(Position annotation data)
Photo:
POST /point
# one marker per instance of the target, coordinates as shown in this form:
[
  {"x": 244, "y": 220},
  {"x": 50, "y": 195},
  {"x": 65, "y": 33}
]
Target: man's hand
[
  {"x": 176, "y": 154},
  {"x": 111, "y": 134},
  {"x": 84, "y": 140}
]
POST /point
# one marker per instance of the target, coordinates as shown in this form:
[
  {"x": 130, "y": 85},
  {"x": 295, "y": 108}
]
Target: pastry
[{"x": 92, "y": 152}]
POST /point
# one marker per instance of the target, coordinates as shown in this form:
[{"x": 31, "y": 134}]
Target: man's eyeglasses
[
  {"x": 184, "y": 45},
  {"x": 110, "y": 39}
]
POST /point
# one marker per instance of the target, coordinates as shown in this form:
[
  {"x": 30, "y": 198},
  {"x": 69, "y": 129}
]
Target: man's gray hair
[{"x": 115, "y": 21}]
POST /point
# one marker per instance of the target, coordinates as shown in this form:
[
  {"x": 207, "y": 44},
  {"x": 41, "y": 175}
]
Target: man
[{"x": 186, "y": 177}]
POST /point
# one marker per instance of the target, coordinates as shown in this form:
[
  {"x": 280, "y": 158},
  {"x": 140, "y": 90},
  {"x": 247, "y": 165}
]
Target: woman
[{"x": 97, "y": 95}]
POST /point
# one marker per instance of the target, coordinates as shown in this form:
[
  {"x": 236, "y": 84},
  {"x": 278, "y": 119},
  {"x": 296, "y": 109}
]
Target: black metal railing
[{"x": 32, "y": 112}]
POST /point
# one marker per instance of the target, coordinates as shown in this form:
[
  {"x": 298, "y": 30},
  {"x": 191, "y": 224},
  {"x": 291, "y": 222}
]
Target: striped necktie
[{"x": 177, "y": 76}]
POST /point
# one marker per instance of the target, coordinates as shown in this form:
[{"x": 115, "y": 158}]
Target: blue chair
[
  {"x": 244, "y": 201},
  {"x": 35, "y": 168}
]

● **The exercise**: Reproduce every line of the data above without any changes.

● **The completed task**:
Photo:
POST /point
# one marker per instance of the target, coordinates as shown in this form:
[
  {"x": 244, "y": 220},
  {"x": 50, "y": 195},
  {"x": 65, "y": 33}
]
Target: man's hand
[
  {"x": 176, "y": 154},
  {"x": 111, "y": 134},
  {"x": 84, "y": 140}
]
POST /point
# one marker per instance of the target, coordinates as shown in this form:
[
  {"x": 130, "y": 85},
  {"x": 295, "y": 108}
]
Target: pastry
[{"x": 92, "y": 152}]
POST /point
# one marker per instance of the target, coordinates as shown in this form:
[{"x": 31, "y": 134}]
Target: man's eyeglasses
[
  {"x": 184, "y": 45},
  {"x": 110, "y": 39}
]
POST /point
# one marker per instance of the target, coordinates as shown in this form:
[
  {"x": 30, "y": 198},
  {"x": 69, "y": 129}
]
Target: man's gray hair
[{"x": 115, "y": 21}]
POST /point
# one marker per instance of the target, coordinates as shown in this form:
[
  {"x": 207, "y": 44},
  {"x": 41, "y": 175}
]
Target: man
[{"x": 186, "y": 177}]
POST /point
# one marker per instance of the target, coordinates as shown in this form:
[
  {"x": 280, "y": 158},
  {"x": 140, "y": 90},
  {"x": 247, "y": 165}
]
Target: woman
[{"x": 97, "y": 95}]
POST /point
# one marker per instance of the target, coordinates as shown in this form:
[
  {"x": 236, "y": 84},
  {"x": 278, "y": 119},
  {"x": 296, "y": 109}
]
Target: black metal railing
[{"x": 32, "y": 112}]
POST /point
# one marker per instance of the target, coordinates as shown in this form:
[
  {"x": 298, "y": 30},
  {"x": 191, "y": 224},
  {"x": 291, "y": 222}
]
Target: striped necktie
[{"x": 177, "y": 76}]
POST /point
# one marker per instance of the target, coordinates as shown in this form:
[{"x": 115, "y": 158}]
Target: blue chair
[
  {"x": 244, "y": 201},
  {"x": 35, "y": 168}
]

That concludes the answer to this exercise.